***** Source extract

OHSU launches new Entrepreneur-in-Residence program

The office of Technology Transfer and Business Development (TTBD) has recently implemented an Entrepreneur-in-Residence (EIR) program that provides support to inventor teams and to new companies that form when they license technology intellectual property from OHSU. These EIR members are veteran industry and business experts that will join the TTBD team for a 12-month time span. During this period, they will aid in identifying technologies with commercial promise, and provide OHSU researchers with real-world insights about the commercialization process. They will also provide expertise in target markets, product development, and fundraising strategies. The EIRs will spend part of their time each month on the OHSU campus to collaborate with TTBD, finding, evaluating, and supporting the launch and development of new OHSU startup companies.

The TTBD team has appointed two new EIRs to jumpstart the program. These members include:

Robert Masterson

Robert Masterson, Ph.D.
Robert Masterson‘s cultivation of innovative ideas has led to two life science startups. His entrepreneurial expertise spans product idea generation, development, and commercialization; startup business models and leadership; and presentations and messaging for investors to secure angel and venture capital backing.

Under his leadership as founder, CEO, and CSO of Tessera Diagnostics, the company attracted millions in funding to explore cancer diagnostics (now Onconome, Inc.). In 2006, he co-founded and served as CEO of medical device company Prevencio, Inc., advancing its technology through the development stage.

**********

▶ Work instruction A:
According to the article on OHSU's Entrepreneur-in-Residence program, how long will each EIR member join the TTBD team?
▶ Work instruction B:
Pick up the article on OHSU's Entrepreneur-in-Residence program after its last sentence and continue it.

***** Information shown

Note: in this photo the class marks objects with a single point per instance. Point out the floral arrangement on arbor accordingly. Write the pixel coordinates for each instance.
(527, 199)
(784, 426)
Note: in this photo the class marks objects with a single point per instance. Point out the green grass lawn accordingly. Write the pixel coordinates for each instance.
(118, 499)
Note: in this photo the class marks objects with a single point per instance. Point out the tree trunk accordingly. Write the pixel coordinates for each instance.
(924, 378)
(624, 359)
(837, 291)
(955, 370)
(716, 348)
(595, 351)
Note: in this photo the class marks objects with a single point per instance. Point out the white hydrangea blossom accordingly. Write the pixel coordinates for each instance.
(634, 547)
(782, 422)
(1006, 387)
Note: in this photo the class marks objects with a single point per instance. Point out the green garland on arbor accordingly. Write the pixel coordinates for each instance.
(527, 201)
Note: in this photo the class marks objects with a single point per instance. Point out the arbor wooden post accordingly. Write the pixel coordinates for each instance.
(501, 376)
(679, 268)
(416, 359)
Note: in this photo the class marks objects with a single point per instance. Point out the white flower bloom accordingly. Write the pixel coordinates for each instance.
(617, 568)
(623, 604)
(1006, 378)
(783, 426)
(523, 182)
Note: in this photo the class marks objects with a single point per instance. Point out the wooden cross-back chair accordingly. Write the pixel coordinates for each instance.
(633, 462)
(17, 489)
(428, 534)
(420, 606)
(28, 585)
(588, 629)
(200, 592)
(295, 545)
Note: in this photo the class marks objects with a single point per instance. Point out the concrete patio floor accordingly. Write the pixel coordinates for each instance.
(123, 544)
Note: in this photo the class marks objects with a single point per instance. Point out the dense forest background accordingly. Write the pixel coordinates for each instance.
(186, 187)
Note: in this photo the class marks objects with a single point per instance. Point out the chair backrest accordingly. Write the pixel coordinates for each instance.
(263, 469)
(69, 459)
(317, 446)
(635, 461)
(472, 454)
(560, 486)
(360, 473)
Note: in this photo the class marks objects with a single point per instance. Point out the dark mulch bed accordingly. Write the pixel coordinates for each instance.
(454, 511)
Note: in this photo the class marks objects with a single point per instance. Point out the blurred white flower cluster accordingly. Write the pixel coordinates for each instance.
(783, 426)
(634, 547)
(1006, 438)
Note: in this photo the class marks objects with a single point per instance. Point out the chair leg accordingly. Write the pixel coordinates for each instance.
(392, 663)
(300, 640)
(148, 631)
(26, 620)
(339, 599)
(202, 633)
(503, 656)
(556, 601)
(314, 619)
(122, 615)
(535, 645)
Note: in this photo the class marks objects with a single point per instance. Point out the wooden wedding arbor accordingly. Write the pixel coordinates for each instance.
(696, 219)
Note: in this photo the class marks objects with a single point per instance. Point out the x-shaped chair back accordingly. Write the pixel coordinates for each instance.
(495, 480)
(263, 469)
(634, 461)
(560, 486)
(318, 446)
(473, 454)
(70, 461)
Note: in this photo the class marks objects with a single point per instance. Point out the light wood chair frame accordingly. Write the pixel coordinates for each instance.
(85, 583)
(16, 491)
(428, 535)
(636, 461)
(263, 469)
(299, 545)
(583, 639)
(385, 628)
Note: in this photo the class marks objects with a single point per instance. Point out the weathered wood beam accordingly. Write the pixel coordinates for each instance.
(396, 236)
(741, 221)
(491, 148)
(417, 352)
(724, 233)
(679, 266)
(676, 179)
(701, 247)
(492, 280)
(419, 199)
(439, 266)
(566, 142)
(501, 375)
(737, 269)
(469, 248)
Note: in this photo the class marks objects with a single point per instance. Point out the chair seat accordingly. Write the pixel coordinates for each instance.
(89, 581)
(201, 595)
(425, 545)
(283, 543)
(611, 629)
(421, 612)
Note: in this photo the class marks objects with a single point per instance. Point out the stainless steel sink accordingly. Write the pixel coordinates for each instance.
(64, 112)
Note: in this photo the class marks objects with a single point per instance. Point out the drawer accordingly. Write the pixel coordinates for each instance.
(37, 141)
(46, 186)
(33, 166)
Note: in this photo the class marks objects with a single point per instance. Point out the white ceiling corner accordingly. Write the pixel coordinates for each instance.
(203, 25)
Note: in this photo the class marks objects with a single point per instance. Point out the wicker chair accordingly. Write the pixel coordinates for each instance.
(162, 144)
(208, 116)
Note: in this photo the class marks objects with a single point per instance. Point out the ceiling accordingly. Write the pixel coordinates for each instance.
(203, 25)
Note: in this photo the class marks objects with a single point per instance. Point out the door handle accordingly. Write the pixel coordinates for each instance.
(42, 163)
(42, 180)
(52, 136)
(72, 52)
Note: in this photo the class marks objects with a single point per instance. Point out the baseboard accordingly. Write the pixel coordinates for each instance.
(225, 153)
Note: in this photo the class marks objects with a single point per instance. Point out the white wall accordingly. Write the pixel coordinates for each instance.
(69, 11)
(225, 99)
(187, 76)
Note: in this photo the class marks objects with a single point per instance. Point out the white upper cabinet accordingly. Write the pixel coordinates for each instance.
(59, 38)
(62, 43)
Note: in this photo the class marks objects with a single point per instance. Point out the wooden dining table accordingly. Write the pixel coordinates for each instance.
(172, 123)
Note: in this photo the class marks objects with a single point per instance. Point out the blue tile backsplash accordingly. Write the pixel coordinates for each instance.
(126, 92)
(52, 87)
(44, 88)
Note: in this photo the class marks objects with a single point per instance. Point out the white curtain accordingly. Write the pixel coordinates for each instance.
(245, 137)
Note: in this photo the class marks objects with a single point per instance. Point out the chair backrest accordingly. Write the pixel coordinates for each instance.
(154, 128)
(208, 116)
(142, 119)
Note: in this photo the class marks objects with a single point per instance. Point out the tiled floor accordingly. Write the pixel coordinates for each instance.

**********

▶ Task result A:
For a 12-month time span.

▶ Task result B:
Richard Rylander, Jr., M.B.A.
Richard Rylander, Jr. has more than 40 years experience in pharmaceutical and biotech, covering a wide range of areas including sales, management, marketing, training, operations, market research, and IT. His ground-breaking work creating the specialty distributions systems for Tracleer® and Zavesca® became the basis for the FDA’s Risk Evaluation and Mitigation Strategies program. He is also an inventor and patent holder. His device development work in diabetes combined several technologies for a unique product.

Richard Rylander, Jr.

Having launched several Orphan drugs, Rylander is well versed in identifying unique market niches as well as dealing with managed care, pricing, reimbursement, Medicare and Medicaid. He has also created call center support systems, including a unique software system for managing high-risk patients. Rylander has been involved in multiple startups and has consulted for companies evaluating new products. He has extensive experience in contract negotiation and management, performance review systems, and incentive planning.